Request A => In the Samuel Pepys profile below, in what year was his diary first published?

Document excerpt =>
** start **

Portrait of Samuel Pepys, by John Hayls, 1666 (National Portrait Gallery, London)

Portrait of Samuel Pepys, by John Hayls, 1666 (National Portrait Gallery, London)

Samuel Pepys

FEBRUARY 23, 2021

Scientist of the Day - Samuel Pepys

Samuel Pepys, an English diarist and civil servant, was born Feb. 23, 1633. Pepys is now best known for his diary, but as the diary was kept in secret, and in shorthand, and was not published until 1825, in his own time Pepys was unknown as a diarist, but highly regarded as an administrator for the Royal Navy and as a convivial man-about-town, fond of plays and wine and sociable women when he was away from his wife and home. His diary was begun on Jan. 1, 1660, on the eve of the restoration of King Charles II (whom Pepys helped bring from Holland, where Charles was waiting out the Interregnum), and it ceased in 1669, when he had problems with his eyesight and thought diary-writing might be the cause. So the diary recorded only the events of a decade, but what a decade, with the Restoration, the founding of the Royal Society, the Great Fire, the Plague, and a spate of Restoration comedies everywhere, performed by the likes of Nell Gwynn. Pepys participated in it all, and then he wrote it all down. His notes of the early days of September in 1666 are one of our main sources of details on the progress of the Great Fire; you can read his jottings for Sep. 2-5 here.  Pepys’ first portrait was painted in this same year by John Hayls; it hangs in the National Portrait Gallery in London (first image)

** end **

Dataset records =>
** start **

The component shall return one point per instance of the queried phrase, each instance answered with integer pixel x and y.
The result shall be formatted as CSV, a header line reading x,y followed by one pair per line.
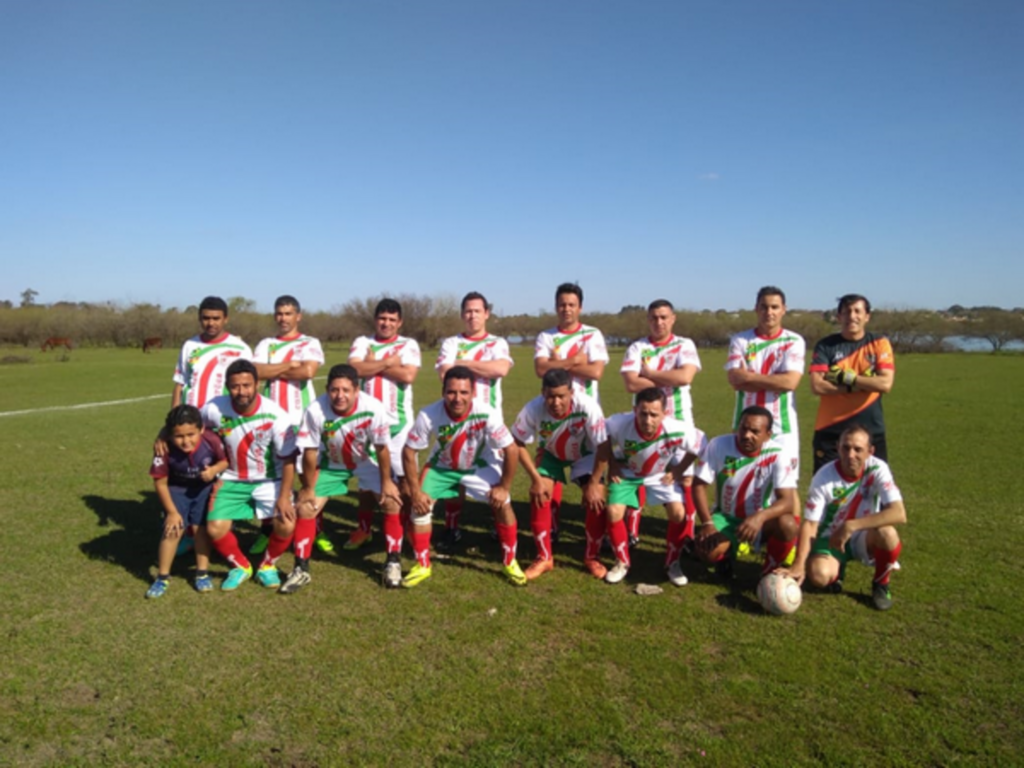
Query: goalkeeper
x,y
850,371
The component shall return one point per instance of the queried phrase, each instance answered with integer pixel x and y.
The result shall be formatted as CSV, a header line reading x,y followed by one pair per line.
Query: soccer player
x,y
645,449
567,427
259,441
487,356
765,366
287,365
670,363
850,372
200,375
461,428
755,494
183,477
387,365
853,508
573,347
345,434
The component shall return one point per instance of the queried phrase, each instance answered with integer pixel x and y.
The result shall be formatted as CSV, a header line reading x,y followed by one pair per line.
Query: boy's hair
x,y
241,367
769,291
214,304
388,305
571,288
459,372
850,299
650,394
181,415
343,371
287,300
474,295
555,378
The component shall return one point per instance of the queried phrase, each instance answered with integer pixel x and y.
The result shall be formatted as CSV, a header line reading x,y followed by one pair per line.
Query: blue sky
x,y
161,152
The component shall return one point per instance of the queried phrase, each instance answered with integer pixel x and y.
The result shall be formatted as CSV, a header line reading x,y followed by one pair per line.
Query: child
x,y
183,478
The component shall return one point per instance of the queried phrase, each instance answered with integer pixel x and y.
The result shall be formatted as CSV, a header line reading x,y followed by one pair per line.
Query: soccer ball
x,y
779,594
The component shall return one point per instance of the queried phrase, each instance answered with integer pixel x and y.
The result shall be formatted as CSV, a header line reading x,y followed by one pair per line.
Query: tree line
x,y
430,318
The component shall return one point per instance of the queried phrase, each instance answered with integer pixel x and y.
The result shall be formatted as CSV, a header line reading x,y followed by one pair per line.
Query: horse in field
x,y
55,341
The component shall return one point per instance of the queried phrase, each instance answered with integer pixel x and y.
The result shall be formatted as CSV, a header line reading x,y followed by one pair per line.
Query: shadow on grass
x,y
133,536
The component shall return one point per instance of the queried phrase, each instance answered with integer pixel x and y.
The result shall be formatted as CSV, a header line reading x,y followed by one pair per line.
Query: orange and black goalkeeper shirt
x,y
865,356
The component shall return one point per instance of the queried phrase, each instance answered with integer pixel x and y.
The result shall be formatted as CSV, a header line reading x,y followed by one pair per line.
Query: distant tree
x,y
29,297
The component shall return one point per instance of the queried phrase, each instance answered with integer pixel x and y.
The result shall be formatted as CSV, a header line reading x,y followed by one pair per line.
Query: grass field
x,y
466,670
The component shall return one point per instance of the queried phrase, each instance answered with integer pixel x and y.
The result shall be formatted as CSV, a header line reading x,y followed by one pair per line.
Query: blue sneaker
x,y
158,588
204,584
236,578
268,578
187,544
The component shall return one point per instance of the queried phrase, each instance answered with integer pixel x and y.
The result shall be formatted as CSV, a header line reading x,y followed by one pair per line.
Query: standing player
x,y
461,429
765,366
850,372
568,427
260,445
345,434
852,511
488,358
287,365
387,365
645,449
573,347
755,494
200,375
669,363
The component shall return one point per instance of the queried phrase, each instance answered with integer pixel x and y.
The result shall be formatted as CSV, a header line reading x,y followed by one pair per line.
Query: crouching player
x,y
344,434
567,427
755,494
852,511
183,477
645,449
259,441
461,429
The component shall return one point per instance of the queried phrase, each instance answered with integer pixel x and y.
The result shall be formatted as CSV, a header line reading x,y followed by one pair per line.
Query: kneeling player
x,y
461,428
645,449
755,494
852,511
568,428
259,441
348,431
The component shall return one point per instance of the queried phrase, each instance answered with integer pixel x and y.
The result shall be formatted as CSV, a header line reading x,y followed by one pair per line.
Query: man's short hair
x,y
769,291
555,378
242,367
758,411
343,371
853,429
852,298
213,304
388,305
650,394
572,288
287,300
183,414
471,296
459,372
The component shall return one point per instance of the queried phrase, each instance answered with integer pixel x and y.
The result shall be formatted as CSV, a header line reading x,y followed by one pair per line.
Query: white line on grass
x,y
81,406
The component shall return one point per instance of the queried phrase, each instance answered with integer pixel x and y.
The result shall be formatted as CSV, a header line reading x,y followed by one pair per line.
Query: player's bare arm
x,y
784,504
743,380
892,514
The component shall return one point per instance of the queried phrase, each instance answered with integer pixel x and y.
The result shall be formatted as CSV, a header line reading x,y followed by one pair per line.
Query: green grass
x,y
566,672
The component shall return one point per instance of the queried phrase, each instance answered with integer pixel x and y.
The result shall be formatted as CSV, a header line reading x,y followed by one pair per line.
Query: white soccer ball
x,y
779,594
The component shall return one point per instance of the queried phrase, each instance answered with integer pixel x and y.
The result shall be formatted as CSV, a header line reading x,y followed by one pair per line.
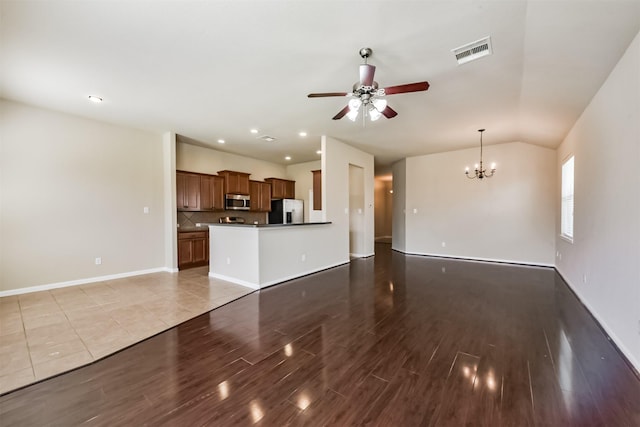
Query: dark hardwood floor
x,y
391,340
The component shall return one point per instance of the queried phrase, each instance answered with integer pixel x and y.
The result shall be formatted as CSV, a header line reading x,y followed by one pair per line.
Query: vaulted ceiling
x,y
214,70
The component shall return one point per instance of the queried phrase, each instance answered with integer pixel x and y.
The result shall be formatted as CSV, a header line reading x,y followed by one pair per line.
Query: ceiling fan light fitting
x,y
374,114
380,104
352,114
354,104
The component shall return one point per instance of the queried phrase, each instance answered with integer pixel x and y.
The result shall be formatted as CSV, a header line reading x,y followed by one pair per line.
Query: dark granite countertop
x,y
205,226
270,225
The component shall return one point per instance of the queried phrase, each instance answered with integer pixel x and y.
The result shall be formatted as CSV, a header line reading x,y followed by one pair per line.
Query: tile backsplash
x,y
188,220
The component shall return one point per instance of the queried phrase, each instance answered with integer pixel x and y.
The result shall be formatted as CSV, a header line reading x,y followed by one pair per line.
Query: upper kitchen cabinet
x,y
211,193
317,190
235,182
187,191
282,188
260,196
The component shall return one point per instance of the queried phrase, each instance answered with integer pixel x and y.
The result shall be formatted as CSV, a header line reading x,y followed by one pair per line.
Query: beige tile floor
x,y
45,333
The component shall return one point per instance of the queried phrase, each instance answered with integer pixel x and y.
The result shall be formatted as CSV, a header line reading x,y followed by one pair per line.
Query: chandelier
x,y
480,171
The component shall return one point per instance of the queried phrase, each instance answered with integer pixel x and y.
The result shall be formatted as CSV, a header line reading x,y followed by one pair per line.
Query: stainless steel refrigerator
x,y
286,211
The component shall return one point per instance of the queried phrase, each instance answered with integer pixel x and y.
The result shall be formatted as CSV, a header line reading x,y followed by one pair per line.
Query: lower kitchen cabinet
x,y
193,249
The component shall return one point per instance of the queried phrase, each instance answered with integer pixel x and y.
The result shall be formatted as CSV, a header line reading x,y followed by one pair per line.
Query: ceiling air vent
x,y
267,138
473,51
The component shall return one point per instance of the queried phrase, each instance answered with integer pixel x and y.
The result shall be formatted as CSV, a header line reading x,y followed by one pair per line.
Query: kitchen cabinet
x,y
317,190
260,195
193,249
187,191
211,193
235,182
282,188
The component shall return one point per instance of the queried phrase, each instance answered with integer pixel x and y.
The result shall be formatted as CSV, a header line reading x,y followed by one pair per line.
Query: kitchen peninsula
x,y
261,255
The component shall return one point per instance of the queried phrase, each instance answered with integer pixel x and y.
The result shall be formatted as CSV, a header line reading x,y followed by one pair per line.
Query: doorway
x,y
383,208
356,212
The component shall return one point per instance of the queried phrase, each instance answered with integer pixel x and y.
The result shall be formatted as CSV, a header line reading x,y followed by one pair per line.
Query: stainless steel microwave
x,y
237,202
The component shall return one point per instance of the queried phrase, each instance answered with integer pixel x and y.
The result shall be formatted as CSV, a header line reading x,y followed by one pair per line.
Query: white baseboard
x,y
234,280
85,281
466,258
361,255
616,340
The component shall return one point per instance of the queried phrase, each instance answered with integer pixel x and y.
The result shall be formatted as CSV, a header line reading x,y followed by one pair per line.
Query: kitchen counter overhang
x,y
261,255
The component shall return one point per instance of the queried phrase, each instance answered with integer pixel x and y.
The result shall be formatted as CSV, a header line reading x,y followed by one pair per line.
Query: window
x,y
566,208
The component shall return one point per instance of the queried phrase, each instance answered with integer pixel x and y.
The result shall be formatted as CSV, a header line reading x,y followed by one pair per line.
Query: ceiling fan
x,y
367,95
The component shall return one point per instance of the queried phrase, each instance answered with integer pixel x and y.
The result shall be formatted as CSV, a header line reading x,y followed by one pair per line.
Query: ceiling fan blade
x,y
321,95
389,112
366,74
410,87
342,113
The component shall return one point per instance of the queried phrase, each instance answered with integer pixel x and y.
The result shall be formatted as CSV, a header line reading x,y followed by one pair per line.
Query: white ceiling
x,y
211,70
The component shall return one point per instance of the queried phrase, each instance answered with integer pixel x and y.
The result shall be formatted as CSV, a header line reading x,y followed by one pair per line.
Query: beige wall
x,y
399,220
72,190
301,174
602,265
336,160
509,217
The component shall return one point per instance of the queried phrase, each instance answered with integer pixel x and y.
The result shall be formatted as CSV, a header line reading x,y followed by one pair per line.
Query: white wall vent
x,y
267,138
473,51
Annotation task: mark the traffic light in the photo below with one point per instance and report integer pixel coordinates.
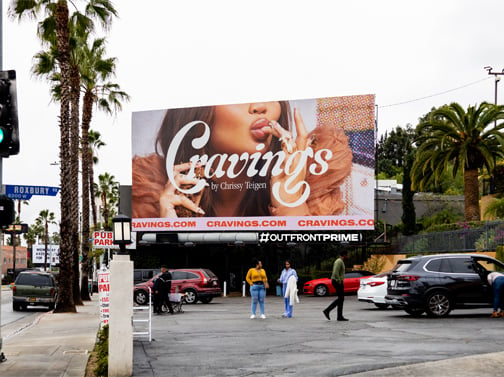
(6, 211)
(9, 131)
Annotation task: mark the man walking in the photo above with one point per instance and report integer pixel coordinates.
(162, 289)
(337, 277)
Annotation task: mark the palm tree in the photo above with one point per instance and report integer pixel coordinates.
(108, 192)
(55, 28)
(94, 70)
(495, 209)
(467, 139)
(95, 143)
(57, 16)
(45, 218)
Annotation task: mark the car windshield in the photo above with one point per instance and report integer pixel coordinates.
(209, 274)
(34, 279)
(402, 266)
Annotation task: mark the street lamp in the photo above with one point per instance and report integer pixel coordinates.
(497, 78)
(122, 232)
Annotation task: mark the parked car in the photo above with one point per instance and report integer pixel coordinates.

** end **

Request B => Extract every line of the entries above that contains the word "soccer".

Answer A => 1825

Answer B =>
Query: soccer player
Query: soccer ball
Query: white soccer ball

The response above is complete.